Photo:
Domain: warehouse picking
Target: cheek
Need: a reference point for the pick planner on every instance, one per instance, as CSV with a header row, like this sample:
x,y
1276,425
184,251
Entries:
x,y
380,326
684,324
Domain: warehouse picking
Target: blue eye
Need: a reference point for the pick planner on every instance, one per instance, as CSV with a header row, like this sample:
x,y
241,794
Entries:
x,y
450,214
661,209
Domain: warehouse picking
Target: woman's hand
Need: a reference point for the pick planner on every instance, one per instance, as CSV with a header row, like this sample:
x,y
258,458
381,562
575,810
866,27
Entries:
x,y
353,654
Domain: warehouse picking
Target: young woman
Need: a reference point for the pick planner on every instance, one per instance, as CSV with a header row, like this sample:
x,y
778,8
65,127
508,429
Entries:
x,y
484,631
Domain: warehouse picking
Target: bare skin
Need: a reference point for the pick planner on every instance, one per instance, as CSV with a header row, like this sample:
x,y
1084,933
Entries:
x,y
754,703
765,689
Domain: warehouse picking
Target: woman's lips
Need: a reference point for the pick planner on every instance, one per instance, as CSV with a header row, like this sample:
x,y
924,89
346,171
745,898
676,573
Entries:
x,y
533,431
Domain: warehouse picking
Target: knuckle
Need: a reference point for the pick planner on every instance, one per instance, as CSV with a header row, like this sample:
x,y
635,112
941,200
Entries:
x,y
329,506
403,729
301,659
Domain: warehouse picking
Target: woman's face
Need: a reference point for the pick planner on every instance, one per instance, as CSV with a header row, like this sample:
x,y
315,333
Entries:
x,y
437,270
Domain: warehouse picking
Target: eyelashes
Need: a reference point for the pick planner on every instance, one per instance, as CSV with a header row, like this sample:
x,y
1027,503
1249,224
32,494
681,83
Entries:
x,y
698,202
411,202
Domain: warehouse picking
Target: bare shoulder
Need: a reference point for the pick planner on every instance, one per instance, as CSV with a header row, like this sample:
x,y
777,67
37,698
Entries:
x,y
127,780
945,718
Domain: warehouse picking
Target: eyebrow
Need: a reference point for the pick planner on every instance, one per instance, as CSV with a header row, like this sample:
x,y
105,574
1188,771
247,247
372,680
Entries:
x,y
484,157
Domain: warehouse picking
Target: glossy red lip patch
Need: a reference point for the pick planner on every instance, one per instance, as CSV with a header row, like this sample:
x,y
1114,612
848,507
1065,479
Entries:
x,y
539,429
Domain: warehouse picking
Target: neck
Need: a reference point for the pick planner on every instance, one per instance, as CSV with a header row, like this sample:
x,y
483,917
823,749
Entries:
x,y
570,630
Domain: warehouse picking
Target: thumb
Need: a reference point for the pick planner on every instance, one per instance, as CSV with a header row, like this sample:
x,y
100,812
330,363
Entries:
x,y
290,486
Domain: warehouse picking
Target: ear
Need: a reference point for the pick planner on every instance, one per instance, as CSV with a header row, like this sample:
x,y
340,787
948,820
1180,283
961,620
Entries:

▸ Prompt: In full and verbatim, repeat the records given above.

▸ Complete response:
Photo:
Domain: warehouse picking
Target: cheek
Need: a reference point for the pick planner on every instance, one per instance, as CSV with a header row, like this sample:
x,y
1276,425
184,251
Entries:
x,y
380,326
684,324
Domain: warehouse picking
Target: blue eye
Need: a reference point for the pick planner on every instance, one per instance, as CSV with a header row, like this sample:
x,y
241,794
Entries:
x,y
450,214
661,209
Domain: warehouse picking
Target: woman's hand
Need: a reference point for the pick planner on every instance, one per instance, as CSV with a header row, like this sample:
x,y
258,458
381,562
575,810
866,27
Entries:
x,y
353,654
Domain: warehouse picking
Target: young woman
Need: a reference point for the pick planner on every instance, one per instance, as CSV with a header row, like this sample:
x,y
778,8
65,127
508,429
Entries:
x,y
484,631
Domain: warehouse picking
Target: bare skin
Need: a reference point for the pick planner on every instance, one per instance, as CSV with a header row, like this sample:
x,y
1084,933
Entries:
x,y
754,703
765,689
Domain: warehouse picking
Target: woman's lips
Need: a reference point for the pick planner on every instance, one per instance, as CSV with a header row, like this sample:
x,y
924,89
346,171
745,898
676,573
Entries:
x,y
533,431
Domain: warehouse picking
Target: knuckle
Need: a reference point for the pick planner on every instance, one per instance, as CSV with a header row, like this sample:
x,y
635,112
941,200
Entries:
x,y
329,506
403,729
301,659
Domain: warehouse picking
Target: woman's face
Need: a reference point for the pick planner on every instance, one per instance, as CSV with a header row, like this sample:
x,y
315,333
Entries:
x,y
437,270
Domain: warehouse picking
Target: eyelashes
Need: a reference point for the pick planner on every instance, one per instance, as CSV with a header row, like this sample:
x,y
1027,503
1249,224
32,494
681,83
Entries:
x,y
698,202
411,202
Domain: warehouse picking
Target: bare shoulder
Need: a reference point for the pick planner on every instance, one per instance, as CSV with a header row, like this sample:
x,y
777,67
37,698
Entries:
x,y
127,780
945,718
Domain: warehouse picking
Target: eyebrow
Need: a reference point for the pick planner on every instance, one per instance, as CSV with a header row, like this sample:
x,y
105,574
1188,771
247,247
372,680
Entries:
x,y
484,157
Domain: warehouse picking
Target: glossy red lip patch
Need: a reference point for the pick planner on every instance, one per instance, as CSV with a header row, like this sample:
x,y
1114,612
848,507
1065,479
Entries:
x,y
539,429
Domain: warehouse picking
Target: neck
Need: a reference point for the pick planner on every instance, one per instance, as CSV with a header row, like this sample:
x,y
483,917
823,749
Entries:
x,y
570,630
Domain: warehouse picking
Target: thumb
Need: a reference point for the pick planner on every instance, one per instance, as CSV with a header row, like this sample:
x,y
100,812
330,363
Entries:
x,y
290,486
Domain: warehouse picking
Target: ear
Need: a reference point for the pick planner on every instance, one per instance, as CSV with a header row, like this sample:
x,y
340,787
948,820
1180,283
961,620
Entries:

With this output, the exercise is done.